## EXTRACT PROVIDED
● ● ● ● ●

National AN-299 VCO idea (was: Re: [sdiy] Exponential converter information)
Peter Grenader
peter at buzzclick-music.com
Sun Jun 19 18:34:02 CEST 2005
The Plan B uses a servo loop expo as well. It was critical for me to go
that route in order to manifest the FM timbral response I needed. As far as
temp drift, with a tempco as the shunt (as opposed to in the feedback) if
the tranny pair is supplied adequate current we're talking 8 octaves with
about 2-3 cents drift over a few hours - totally acceptable. If the tranny
pair is starved for current however it gets bad, as in real bad - no more
than three octaves tracking and then it bends so nonlinear it's laughable -
the forth octave grows to over an octave and a half and then gets worse from
there. What I'm getting at it the ratio isn't the only concern, it's how
much current it supplies to the servo that I found to be the real deal.

● ● ● ● ●

## TO-DO LIST
1 - In the post on exponential converters, how much drift does the writer report over a few hours when the transistor pair gets enough current?
2 - Pick up the post on exponential converters after its last sentence and keep writing in the same voice.
The items that come next are separate from the post on exponential converters.

● ● ● ● ●

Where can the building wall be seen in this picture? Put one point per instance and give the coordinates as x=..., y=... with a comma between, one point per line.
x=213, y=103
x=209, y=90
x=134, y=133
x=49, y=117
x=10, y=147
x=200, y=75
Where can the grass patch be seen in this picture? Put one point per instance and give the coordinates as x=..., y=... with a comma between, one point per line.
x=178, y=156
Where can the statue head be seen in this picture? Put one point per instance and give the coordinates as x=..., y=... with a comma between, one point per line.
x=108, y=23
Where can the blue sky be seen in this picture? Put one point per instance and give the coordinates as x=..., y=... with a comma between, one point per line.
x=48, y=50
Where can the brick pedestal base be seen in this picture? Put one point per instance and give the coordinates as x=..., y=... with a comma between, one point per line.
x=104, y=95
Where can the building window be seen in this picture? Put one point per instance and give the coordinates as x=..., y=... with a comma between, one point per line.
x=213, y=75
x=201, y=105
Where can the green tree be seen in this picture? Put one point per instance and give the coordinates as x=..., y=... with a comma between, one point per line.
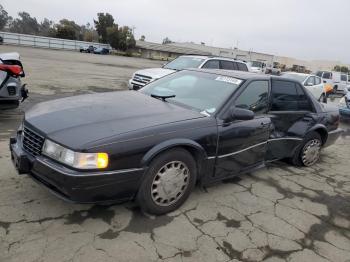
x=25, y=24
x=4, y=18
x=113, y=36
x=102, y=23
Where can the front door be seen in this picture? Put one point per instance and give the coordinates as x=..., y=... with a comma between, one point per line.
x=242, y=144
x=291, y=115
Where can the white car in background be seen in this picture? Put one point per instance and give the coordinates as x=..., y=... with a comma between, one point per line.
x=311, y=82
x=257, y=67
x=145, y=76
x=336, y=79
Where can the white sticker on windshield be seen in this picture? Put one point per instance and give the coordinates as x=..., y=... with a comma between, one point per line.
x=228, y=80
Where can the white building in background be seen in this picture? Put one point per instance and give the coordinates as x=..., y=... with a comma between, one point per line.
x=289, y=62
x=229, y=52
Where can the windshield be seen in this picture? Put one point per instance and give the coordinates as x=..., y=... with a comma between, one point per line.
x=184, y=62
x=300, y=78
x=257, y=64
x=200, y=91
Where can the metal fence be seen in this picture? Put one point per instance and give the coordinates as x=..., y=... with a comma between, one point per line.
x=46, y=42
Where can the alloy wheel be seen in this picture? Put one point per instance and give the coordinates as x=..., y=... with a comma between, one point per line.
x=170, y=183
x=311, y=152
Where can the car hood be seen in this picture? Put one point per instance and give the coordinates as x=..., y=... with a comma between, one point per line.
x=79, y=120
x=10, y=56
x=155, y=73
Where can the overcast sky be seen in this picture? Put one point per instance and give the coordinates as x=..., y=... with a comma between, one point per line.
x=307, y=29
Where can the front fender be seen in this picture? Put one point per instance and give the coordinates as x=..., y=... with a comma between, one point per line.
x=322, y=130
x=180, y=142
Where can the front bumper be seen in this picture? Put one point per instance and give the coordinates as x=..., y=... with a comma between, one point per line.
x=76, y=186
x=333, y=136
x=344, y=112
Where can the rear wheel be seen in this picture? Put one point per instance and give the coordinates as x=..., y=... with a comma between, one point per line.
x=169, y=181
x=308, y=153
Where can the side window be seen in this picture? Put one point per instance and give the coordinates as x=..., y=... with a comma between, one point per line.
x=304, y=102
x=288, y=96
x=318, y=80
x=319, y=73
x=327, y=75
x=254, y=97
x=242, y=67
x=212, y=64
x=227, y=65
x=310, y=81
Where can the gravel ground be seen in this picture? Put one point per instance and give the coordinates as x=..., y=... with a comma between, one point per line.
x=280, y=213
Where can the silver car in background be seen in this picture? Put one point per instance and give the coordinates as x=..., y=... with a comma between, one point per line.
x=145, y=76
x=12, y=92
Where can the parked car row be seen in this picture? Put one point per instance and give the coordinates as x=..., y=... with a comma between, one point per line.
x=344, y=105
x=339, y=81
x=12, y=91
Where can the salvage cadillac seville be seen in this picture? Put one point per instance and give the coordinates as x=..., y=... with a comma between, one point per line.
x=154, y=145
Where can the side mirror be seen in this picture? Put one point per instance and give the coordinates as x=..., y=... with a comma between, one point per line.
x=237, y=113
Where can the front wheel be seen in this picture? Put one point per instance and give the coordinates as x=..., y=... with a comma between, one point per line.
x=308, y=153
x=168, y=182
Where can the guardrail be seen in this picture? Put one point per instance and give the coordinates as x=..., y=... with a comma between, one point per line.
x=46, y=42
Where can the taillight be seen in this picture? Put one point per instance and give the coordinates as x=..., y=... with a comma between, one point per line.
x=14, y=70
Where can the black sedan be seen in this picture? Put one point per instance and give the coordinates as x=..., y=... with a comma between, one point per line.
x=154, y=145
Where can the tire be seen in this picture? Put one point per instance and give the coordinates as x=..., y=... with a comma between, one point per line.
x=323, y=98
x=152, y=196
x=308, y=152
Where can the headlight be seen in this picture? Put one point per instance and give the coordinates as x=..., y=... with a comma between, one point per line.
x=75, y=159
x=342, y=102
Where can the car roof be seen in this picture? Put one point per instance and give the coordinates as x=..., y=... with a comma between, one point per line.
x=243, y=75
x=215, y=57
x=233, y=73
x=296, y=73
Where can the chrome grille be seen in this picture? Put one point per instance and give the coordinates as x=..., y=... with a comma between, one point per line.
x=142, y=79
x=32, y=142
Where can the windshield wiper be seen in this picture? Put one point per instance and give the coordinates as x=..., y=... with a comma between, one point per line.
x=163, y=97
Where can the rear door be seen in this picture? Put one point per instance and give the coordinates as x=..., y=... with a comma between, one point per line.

● ● ● ● ●

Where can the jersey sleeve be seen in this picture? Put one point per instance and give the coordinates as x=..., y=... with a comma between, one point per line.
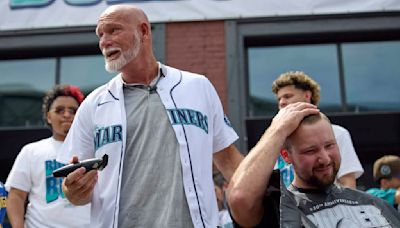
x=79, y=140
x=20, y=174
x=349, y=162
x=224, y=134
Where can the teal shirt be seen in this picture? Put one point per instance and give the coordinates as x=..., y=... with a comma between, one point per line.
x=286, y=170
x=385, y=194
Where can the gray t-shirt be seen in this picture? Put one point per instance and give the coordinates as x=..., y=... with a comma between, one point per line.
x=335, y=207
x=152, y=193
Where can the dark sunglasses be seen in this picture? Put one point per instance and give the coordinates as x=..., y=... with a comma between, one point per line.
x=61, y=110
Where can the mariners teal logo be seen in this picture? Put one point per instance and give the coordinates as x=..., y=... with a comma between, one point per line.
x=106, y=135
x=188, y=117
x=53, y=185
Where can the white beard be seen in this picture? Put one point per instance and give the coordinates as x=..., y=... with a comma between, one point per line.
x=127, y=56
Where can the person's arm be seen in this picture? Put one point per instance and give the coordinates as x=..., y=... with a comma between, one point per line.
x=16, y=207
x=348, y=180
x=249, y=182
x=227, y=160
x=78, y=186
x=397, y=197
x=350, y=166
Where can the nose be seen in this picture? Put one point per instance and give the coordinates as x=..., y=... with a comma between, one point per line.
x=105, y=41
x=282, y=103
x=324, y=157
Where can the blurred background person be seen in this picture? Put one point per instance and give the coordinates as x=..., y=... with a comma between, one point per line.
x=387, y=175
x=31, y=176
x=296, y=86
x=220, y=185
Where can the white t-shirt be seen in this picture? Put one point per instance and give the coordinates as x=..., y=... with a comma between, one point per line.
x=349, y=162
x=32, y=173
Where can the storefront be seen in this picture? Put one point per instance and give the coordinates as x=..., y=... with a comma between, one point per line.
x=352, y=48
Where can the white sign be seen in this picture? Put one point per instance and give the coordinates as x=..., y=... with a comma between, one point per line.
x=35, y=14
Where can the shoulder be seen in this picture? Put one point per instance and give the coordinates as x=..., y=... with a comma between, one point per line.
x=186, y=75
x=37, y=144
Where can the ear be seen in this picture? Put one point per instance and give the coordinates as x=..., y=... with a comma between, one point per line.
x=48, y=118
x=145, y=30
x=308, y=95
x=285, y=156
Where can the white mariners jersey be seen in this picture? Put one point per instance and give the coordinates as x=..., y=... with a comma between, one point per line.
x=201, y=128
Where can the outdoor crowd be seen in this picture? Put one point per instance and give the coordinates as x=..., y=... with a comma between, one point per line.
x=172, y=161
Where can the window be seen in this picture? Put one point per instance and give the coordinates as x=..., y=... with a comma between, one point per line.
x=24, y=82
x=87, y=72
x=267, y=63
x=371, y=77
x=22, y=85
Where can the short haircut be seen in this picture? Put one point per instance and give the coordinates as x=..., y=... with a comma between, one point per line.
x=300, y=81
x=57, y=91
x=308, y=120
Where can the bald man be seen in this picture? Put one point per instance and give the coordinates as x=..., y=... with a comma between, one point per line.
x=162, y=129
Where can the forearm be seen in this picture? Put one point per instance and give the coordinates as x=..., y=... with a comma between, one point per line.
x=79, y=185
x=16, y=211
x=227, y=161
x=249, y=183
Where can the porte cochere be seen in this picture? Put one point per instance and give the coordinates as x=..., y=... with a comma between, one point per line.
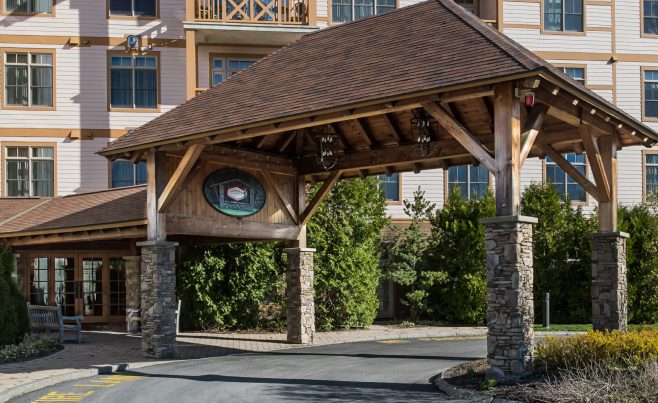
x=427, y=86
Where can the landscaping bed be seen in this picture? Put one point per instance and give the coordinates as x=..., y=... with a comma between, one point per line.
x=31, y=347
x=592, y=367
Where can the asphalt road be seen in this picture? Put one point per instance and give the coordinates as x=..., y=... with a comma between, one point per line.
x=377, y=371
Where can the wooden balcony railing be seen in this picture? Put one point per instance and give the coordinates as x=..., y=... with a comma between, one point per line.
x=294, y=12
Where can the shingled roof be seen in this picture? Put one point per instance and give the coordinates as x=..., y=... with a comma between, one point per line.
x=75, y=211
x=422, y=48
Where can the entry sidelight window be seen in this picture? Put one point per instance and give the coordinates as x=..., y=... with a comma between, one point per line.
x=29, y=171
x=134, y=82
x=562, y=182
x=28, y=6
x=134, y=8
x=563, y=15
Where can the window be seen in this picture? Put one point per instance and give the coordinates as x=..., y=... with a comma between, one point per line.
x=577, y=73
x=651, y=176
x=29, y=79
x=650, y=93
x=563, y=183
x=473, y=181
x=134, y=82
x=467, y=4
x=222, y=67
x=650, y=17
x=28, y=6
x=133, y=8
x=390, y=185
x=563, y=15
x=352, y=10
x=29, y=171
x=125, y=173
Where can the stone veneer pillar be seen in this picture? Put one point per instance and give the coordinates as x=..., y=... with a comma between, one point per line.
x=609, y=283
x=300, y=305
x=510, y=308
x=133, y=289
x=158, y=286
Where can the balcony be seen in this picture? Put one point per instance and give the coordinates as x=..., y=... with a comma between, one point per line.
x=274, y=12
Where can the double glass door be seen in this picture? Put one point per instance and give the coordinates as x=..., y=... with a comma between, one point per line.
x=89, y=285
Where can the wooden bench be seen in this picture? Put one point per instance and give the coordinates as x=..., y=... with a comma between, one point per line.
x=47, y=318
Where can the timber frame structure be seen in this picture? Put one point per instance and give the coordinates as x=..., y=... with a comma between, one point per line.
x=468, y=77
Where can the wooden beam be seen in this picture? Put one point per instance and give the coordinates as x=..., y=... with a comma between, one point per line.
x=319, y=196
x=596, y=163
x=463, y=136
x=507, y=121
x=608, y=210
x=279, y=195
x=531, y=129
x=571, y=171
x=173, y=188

● ● ● ● ●

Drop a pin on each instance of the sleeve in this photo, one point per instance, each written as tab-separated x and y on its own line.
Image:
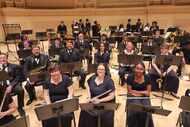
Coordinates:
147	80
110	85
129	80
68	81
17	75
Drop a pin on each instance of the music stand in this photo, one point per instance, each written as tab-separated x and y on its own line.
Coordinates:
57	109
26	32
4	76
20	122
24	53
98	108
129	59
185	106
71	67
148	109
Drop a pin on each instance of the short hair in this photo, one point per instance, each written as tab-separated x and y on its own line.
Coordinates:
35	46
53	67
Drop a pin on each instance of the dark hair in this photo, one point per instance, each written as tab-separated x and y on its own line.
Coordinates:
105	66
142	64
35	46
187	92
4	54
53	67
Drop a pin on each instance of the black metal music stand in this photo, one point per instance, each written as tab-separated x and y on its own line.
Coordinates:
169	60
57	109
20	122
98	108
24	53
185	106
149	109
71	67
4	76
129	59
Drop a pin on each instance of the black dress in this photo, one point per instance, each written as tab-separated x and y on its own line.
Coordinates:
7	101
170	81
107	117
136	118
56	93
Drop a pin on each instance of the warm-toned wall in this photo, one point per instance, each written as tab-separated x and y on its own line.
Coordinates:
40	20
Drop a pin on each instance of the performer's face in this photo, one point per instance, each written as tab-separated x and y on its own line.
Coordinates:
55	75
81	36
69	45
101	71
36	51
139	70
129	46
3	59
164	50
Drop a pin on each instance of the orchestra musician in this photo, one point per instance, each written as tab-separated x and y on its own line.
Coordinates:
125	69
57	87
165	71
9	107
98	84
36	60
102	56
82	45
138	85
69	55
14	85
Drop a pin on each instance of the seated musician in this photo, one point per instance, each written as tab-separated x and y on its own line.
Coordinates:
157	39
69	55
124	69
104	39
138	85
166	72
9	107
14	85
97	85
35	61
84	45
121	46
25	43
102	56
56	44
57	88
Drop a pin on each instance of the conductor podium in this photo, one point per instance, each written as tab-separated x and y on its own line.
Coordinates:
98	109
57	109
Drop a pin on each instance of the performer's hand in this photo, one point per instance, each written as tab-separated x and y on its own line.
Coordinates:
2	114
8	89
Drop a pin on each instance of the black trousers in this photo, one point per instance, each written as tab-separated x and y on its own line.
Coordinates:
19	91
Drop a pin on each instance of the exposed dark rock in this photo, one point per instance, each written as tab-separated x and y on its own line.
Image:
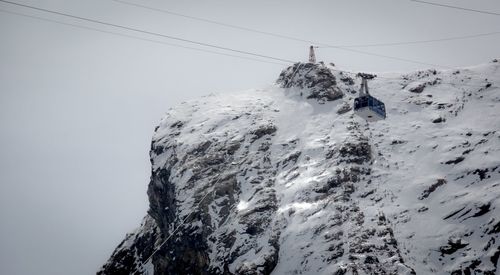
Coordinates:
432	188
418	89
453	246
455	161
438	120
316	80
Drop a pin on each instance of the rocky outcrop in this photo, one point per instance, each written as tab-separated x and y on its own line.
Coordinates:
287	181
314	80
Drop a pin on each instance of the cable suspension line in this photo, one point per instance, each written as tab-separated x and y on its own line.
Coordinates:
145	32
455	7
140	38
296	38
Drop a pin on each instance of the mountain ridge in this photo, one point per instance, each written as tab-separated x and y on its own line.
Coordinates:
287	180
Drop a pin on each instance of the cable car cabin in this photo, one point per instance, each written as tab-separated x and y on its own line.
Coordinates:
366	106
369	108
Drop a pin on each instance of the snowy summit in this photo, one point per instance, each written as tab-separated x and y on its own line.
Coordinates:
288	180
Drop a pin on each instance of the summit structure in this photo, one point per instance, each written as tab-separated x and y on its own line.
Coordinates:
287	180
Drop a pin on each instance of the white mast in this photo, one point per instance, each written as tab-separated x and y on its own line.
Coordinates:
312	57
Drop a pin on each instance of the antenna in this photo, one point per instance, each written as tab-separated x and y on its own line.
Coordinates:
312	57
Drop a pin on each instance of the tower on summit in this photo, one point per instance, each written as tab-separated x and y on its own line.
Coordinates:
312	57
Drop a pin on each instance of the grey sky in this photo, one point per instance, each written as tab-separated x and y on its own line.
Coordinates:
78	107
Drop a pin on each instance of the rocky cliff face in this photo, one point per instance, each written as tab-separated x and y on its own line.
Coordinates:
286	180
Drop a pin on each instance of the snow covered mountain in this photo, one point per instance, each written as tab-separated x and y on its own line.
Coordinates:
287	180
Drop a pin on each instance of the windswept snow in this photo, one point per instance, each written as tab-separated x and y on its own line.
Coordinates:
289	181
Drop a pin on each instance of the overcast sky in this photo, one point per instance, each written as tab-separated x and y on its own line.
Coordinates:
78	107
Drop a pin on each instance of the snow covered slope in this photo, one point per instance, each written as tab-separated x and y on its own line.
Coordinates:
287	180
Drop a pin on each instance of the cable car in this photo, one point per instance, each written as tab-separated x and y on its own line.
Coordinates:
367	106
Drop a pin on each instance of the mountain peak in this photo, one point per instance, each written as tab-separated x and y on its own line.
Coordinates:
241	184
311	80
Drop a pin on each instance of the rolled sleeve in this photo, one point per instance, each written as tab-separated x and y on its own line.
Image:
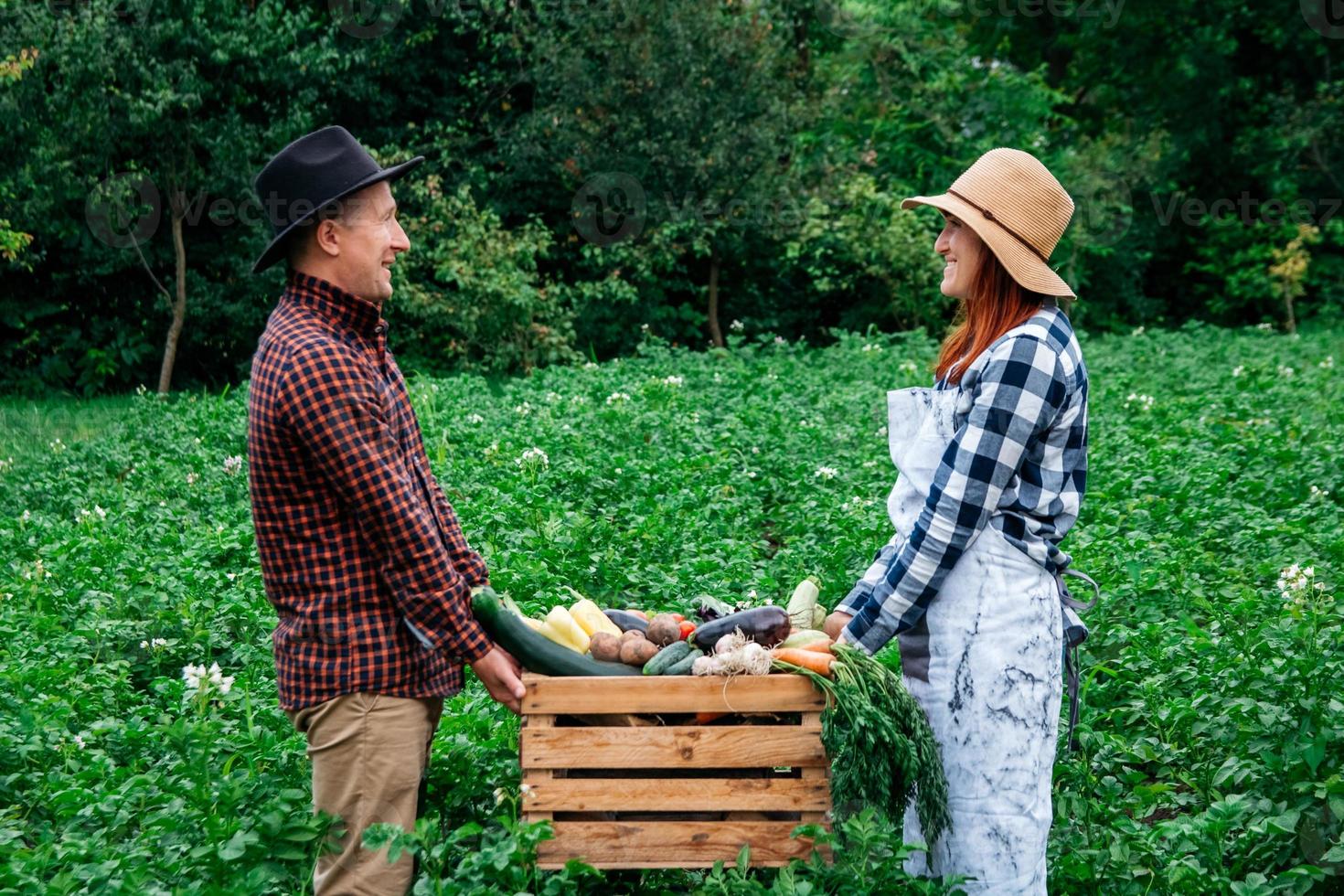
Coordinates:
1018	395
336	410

● ● ● ● ●

## WRITTEN ANSWERS
1 - About 2-3 cents of drift across 8 octaves.

2 -
However, my VCO only pulls about 35 mA on a bad day - that's with every
input doing something and all outputs active and patched. Not all that bad.
- P
James Patchell wrote:
> You are misunderstanding how they are compensating for the drift...they
> actually are using a heater/temp sensor...using one transistor for
> both...in a servo loop to control the temperature of the die. The tempco
> of the polystyrene cap is -100ppM as I recall...the servo loop itself still
> has a +100ppM drift...this is what they are canceling out...
>
> The servo temp controller loop does work...although...it consumes a lot of
> power. If you want good tempco cancelation...you really need to look at
> the expo converter I did....
>
> This is one I did with an MAT-04
> http://www.oldcrows.net/~patchell/synthmodulesII/200-1007.pdf
>
> and a
> CA3046:http://www.oldcrows.net/~patchell/synthmodules/100-1007.pdf this
> one has an explanation of how the temperature compensation works.
>
> With the MAT-04 I get about 8 octaves of control to within +/- 2
> cents....the CA3046 gives me +/-2 cents over 7 octaves about...
>
> And they are rock solid with respect to temperature...with the equipment I
> have...I cannot measure any scale drift.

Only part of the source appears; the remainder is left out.